Task requirements:
Answer these from the excerpt on comparing occultation and radiometric sizes:
(a) For what size of body do the two techniques agree especially well?
(b) Which object is named as the only significant outlier?
(c) How much can high oblateness affect the derived position?

Source extract:
****

To verify this assumption, we compared the sizes obtained from multichord stellar occultations to those from radiometric observations (Fig. 1). On average, the two techniques agree well, mainly for the smaller bodies (<1000 km), although the error bars coming from stellar occultation determinations are considerably smaller. The only significant outlier is Haumea, a tri-axial body, known as a very complex system with moons and ring, which needs to be considered when individual results from the two techniques are compared. The direct comparison, as presented here, does not consider systematic effects that can affect radiometric data, such as the presence of satellites and observations in different aspect angles or at different heliocentric distances. Even so, radiometric sizes can be used as a good prior to obtain the object position from a single-chord event. If the object presents high oblateness, it will also affect the derived position by some value lower than half of its apparent size, that is, several mas. It could be considered as an additional error, but because of the lack of information, this is not considered in this work.

****

Dataset section:
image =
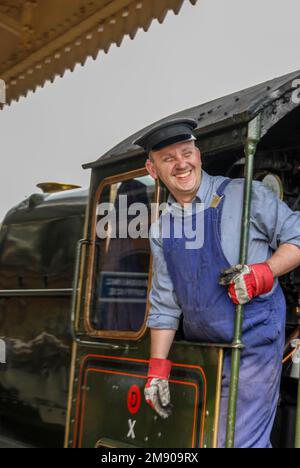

****

Completed exercise:
(a) Smaller bodies, under 1000 km.
(b) Haumea.
(c) By some value lower than half of its apparent size, that is, several mas.